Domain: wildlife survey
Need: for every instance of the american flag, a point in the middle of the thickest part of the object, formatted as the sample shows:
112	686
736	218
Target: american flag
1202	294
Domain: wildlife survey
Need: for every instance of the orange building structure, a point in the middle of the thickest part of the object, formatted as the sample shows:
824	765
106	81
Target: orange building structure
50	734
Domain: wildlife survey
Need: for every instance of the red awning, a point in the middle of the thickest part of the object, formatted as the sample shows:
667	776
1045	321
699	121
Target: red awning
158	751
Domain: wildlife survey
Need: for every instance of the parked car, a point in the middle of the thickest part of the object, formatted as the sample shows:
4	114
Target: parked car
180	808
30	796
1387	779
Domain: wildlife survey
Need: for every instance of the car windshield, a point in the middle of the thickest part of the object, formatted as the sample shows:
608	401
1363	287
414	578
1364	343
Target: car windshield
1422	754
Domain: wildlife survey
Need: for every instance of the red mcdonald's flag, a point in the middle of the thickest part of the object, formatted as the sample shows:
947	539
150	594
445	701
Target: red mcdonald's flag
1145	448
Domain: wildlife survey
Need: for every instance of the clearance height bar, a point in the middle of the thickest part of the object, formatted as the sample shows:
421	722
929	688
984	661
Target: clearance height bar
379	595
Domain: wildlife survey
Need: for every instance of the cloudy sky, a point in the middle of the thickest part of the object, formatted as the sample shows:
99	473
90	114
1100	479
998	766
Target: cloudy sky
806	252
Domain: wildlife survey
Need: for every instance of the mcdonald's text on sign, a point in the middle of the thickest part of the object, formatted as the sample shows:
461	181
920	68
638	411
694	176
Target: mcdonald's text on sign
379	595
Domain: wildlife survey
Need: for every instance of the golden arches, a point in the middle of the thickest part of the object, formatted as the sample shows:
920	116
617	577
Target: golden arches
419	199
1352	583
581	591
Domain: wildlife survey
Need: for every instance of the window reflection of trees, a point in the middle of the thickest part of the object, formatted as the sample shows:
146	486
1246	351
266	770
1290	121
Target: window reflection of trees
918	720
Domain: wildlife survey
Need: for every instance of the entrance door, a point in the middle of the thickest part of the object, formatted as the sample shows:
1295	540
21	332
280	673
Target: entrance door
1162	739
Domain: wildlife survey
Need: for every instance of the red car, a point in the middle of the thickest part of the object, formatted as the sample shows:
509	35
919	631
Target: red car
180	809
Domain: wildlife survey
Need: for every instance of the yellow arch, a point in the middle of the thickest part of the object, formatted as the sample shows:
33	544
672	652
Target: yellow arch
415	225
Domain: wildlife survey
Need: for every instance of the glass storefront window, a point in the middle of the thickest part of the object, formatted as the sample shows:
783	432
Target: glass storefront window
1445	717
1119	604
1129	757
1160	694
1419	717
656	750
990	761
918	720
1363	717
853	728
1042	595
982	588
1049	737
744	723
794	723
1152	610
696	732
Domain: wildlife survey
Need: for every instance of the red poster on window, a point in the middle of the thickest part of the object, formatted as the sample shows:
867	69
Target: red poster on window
- - -
# Problem
Everything in the listing above should be restated exactly.

# Written answer
Domain: wildlife survey
Need: for every instance of the american flag, a point in the middle of the thickest part of the object, formatted as the sample shows:
112	686
736	218
Target: american flag
1202	294
Domain: wildlife survey
Need: for every instance of the orange building structure, a point in the middle of the thickest part of the object, formatted as the sample shows:
824	765
106	81
Target: orange building structure
50	734
Domain: wildlife survey
Need: for every instance of the red awning, a point in the middle of the thickest part of the object, formatted as the sample shows:
667	776
1045	321
699	121
Target: red awning
158	751
Domain: wildlife survey
Need: for every instance of the parked car, a point in the middle of the thickest part of the object, formatted as the sample shows:
4	114
Target: parked car
180	808
30	796
1387	779
Domain: wildlife survey
Need: for every instance of the car windshield, a point in the middle of the thickest part of the object, formatted as the sample shows:
608	401
1363	287
414	578
1364	343
Target: car windshield
1422	754
Domain: wildlife survey
Need: for every instance of the red mcdonald's flag, a point in the middle of the thickest part of the object, formatted as the sample shows:
947	539
150	594
445	701
Target: red mcdonald's flag
1145	448
Domain: wildlife survey
Need: for every instance of the clearance height bar, a point in the middle of the thickest part of the object, formatted as the sample shows:
421	722
929	688
984	661
Target: clearance height bar
379	595
Domain: wildlife survey
Need: for every instance of the cloudy sky, a point in the middle of the thickest part of the object, formatted as the sample shows:
99	473
90	114
1100	479
998	766
Target: cloudy sky
806	252
Domain: wildlife survey
Need: for every instance of the mcdonald's text on sign, a point in the middle of the thickest part of the object, formatted as the sample shows:
461	181
920	68
638	411
694	176
Target: mcdonald's text on sign
379	595
Domain: wildlife survey
Need: for every instance of the golden arches, a point in the middle of the thickest part of the object, formatted as the sample shows:
920	116
617	577
Target: golden arches
419	199
1352	583
581	591
Domain: wildlife survey
Need: for every instance of the window reflection of trees, a point in the middle of the thickest part of the object, formatted as the sample shows:
146	486
1246	351
266	770
1290	121
Target: window reflection of trees
918	720
Domain: wildlife survey
Need: for every instance of the entrance door, a point in the middle of the thickest part of the object, formatted as the sample shows:
1295	540
21	332
280	673
Target: entrance door
1162	739
Domain: wildlife survey
Need: for every instance of the red car, a point in the middle of the thickest part of the object, formatted as the sample shows:
509	35
919	631
Target: red car
180	809
Domain: wildlife survey
Need: for every instance of the yellow arch, a point in the middle of the thickest part of the object, formatted as the sample shows:
33	544
672	652
Target: yellow arch
415	225
Domain: wildlife survey
Need: for every instance of the glass storefront window, a point in the middle of the thickest part of the object, formatted as the sample shows:
783	432
Target: glass storefront window
1445	717
1119	604
1129	757
1160	694
1419	717
656	750
990	761
918	720
1363	717
853	728
1042	595
982	588
1049	737
744	723
794	723
1152	610
696	732
Domain: wildlife survey
Need: for every instance of the red poster on window, a point in the middle of the thickest part of the object, formatted as the sample shows:
867	69
Target: red poster on window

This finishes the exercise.